* [REQUIREMENT]: Transcribe the records below exactly as they appear.

Stored entries
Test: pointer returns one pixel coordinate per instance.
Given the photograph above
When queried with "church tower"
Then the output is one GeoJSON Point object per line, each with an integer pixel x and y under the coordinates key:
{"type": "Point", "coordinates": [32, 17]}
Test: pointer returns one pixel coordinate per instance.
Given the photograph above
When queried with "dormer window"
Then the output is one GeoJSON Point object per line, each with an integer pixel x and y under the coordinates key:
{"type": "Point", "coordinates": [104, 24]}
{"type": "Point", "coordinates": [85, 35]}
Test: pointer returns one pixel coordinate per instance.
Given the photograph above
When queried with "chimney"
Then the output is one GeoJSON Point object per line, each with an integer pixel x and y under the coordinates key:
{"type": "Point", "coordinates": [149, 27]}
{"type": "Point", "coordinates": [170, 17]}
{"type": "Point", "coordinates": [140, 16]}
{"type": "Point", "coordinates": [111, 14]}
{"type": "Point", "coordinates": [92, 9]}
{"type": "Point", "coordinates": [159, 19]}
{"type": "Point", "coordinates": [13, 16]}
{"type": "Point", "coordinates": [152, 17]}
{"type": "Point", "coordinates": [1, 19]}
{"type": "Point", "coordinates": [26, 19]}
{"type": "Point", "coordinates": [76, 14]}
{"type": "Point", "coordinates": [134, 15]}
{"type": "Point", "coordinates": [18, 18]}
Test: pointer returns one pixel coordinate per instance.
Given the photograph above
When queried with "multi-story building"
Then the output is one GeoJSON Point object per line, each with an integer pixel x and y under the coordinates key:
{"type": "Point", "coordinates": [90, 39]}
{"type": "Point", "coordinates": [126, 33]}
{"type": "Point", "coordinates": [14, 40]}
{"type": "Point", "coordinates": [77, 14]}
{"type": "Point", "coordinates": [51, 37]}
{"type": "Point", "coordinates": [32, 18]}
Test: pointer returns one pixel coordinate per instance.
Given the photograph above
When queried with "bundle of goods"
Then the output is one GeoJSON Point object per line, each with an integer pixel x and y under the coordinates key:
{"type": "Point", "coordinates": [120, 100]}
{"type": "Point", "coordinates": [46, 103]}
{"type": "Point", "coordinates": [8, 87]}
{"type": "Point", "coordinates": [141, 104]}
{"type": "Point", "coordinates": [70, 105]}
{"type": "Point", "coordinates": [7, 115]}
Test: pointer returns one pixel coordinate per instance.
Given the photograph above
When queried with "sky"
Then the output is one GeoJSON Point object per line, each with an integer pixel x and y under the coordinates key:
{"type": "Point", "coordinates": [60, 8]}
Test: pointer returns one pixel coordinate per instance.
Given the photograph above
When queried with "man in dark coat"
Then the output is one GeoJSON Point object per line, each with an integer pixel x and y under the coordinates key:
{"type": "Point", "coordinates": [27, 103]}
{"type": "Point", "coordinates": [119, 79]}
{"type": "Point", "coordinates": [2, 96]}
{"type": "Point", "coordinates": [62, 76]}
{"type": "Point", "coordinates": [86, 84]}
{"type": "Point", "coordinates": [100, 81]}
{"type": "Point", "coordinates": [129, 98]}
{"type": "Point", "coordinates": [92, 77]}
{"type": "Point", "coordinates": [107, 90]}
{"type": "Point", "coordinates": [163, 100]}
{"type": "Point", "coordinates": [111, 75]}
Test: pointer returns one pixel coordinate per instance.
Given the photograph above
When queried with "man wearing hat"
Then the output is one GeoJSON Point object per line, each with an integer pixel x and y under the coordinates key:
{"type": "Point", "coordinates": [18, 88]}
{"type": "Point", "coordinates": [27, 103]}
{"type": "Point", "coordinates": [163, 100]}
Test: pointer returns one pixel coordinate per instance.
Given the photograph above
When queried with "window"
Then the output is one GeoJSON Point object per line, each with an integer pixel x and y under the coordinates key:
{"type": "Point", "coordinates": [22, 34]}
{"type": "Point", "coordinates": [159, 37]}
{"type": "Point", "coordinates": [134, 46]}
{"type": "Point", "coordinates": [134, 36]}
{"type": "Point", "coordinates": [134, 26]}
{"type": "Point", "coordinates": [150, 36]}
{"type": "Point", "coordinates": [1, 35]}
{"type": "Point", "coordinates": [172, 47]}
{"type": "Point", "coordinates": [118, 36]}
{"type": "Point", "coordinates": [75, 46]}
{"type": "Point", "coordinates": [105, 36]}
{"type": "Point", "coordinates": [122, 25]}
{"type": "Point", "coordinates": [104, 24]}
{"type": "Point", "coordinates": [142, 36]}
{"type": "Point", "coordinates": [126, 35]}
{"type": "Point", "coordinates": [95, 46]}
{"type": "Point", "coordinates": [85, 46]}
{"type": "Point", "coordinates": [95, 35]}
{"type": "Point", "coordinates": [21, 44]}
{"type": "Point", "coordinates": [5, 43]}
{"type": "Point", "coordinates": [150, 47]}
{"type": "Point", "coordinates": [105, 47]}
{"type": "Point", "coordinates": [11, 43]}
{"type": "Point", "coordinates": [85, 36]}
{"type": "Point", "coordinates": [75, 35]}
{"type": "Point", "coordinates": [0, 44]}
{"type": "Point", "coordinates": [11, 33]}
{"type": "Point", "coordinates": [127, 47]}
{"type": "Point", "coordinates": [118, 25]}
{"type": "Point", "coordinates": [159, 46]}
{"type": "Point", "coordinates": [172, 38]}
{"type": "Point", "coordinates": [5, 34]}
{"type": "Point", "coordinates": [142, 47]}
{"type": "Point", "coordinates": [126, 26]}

* [FINISHED EXERCISE]:
Test: pointer returns one pixel coordinate per instance.
Given the photograph above
When queried with "church tower"
Then the output is one GeoJSON Point object per line, each with an integer pixel x and y under the coordinates key:
{"type": "Point", "coordinates": [32, 17]}
Test: pointer returns one pixel coordinate per instance.
Given the photograph above
When queried with "dormer window"
Then the output is one GeoJSON Point object per line, each with an integer pixel x and y under the coordinates key:
{"type": "Point", "coordinates": [104, 24]}
{"type": "Point", "coordinates": [85, 35]}
Test: pointer returns one pixel coordinate per instance.
Given the photograph above
When queried with "chimney"
Then the output is one GeoJSON Point object per line, each with an integer pixel x and y under the coordinates key:
{"type": "Point", "coordinates": [149, 27]}
{"type": "Point", "coordinates": [170, 17]}
{"type": "Point", "coordinates": [140, 16]}
{"type": "Point", "coordinates": [111, 14]}
{"type": "Point", "coordinates": [92, 9]}
{"type": "Point", "coordinates": [159, 19]}
{"type": "Point", "coordinates": [13, 16]}
{"type": "Point", "coordinates": [152, 17]}
{"type": "Point", "coordinates": [1, 19]}
{"type": "Point", "coordinates": [26, 19]}
{"type": "Point", "coordinates": [76, 14]}
{"type": "Point", "coordinates": [134, 15]}
{"type": "Point", "coordinates": [18, 18]}
Test: pointer returns one pixel coordinate per instance.
Given the photograph above
When queried with "multi-story building"
Then the output is one GeoJSON Point object per line, each with an integer pixel x and y under the coordinates key:
{"type": "Point", "coordinates": [90, 39]}
{"type": "Point", "coordinates": [126, 33]}
{"type": "Point", "coordinates": [14, 40]}
{"type": "Point", "coordinates": [77, 14]}
{"type": "Point", "coordinates": [51, 37]}
{"type": "Point", "coordinates": [32, 18]}
Test: pointer returns one pixel coordinate per instance.
Given the photograph above
When queried with "bundle of goods"
Then the output is one GeoJSON Point object per line, each with an integer pixel x and y under the coordinates key:
{"type": "Point", "coordinates": [120, 100]}
{"type": "Point", "coordinates": [46, 103]}
{"type": "Point", "coordinates": [8, 87]}
{"type": "Point", "coordinates": [141, 104]}
{"type": "Point", "coordinates": [70, 105]}
{"type": "Point", "coordinates": [7, 115]}
Test: pointer returns one pixel coordinate per instance.
Given the photograph above
When queried with "sky"
Then the output is one GeoJSON Point object per line, each with an integer pixel x and y under the coordinates key:
{"type": "Point", "coordinates": [60, 8]}
Test: pointer returns one pixel coordinate per instance.
Given the photograph above
When queried with "man in dark coat"
Then the output is one GeoJSON Point object per line, each with an integer pixel x and y under the coordinates key:
{"type": "Point", "coordinates": [27, 103]}
{"type": "Point", "coordinates": [119, 79]}
{"type": "Point", "coordinates": [2, 96]}
{"type": "Point", "coordinates": [62, 76]}
{"type": "Point", "coordinates": [86, 84]}
{"type": "Point", "coordinates": [100, 81]}
{"type": "Point", "coordinates": [129, 98]}
{"type": "Point", "coordinates": [92, 77]}
{"type": "Point", "coordinates": [107, 90]}
{"type": "Point", "coordinates": [163, 100]}
{"type": "Point", "coordinates": [111, 75]}
Test: pointer returns one pixel coordinate per instance.
Given the photograph above
When queried with "man wearing hat"
Then the output is one GeoJSON Point object per line, each with an integer pixel x and y under the coordinates key:
{"type": "Point", "coordinates": [18, 88]}
{"type": "Point", "coordinates": [27, 103]}
{"type": "Point", "coordinates": [163, 100]}
Test: pointer returns one pixel coordinate per instance.
Given the photograph above
When queried with "window"
Then the output is one GeoJSON Point object per line, each with an integer pixel x and y under the coordinates key:
{"type": "Point", "coordinates": [22, 34]}
{"type": "Point", "coordinates": [159, 37]}
{"type": "Point", "coordinates": [134, 46]}
{"type": "Point", "coordinates": [134, 36]}
{"type": "Point", "coordinates": [134, 26]}
{"type": "Point", "coordinates": [150, 36]}
{"type": "Point", "coordinates": [1, 35]}
{"type": "Point", "coordinates": [172, 47]}
{"type": "Point", "coordinates": [118, 36]}
{"type": "Point", "coordinates": [75, 46]}
{"type": "Point", "coordinates": [105, 36]}
{"type": "Point", "coordinates": [122, 25]}
{"type": "Point", "coordinates": [104, 24]}
{"type": "Point", "coordinates": [142, 36]}
{"type": "Point", "coordinates": [126, 35]}
{"type": "Point", "coordinates": [95, 46]}
{"type": "Point", "coordinates": [85, 46]}
{"type": "Point", "coordinates": [95, 35]}
{"type": "Point", "coordinates": [21, 44]}
{"type": "Point", "coordinates": [5, 43]}
{"type": "Point", "coordinates": [150, 47]}
{"type": "Point", "coordinates": [105, 47]}
{"type": "Point", "coordinates": [11, 43]}
{"type": "Point", "coordinates": [85, 36]}
{"type": "Point", "coordinates": [75, 35]}
{"type": "Point", "coordinates": [0, 44]}
{"type": "Point", "coordinates": [11, 33]}
{"type": "Point", "coordinates": [127, 47]}
{"type": "Point", "coordinates": [118, 25]}
{"type": "Point", "coordinates": [159, 46]}
{"type": "Point", "coordinates": [172, 38]}
{"type": "Point", "coordinates": [5, 34]}
{"type": "Point", "coordinates": [142, 47]}
{"type": "Point", "coordinates": [126, 26]}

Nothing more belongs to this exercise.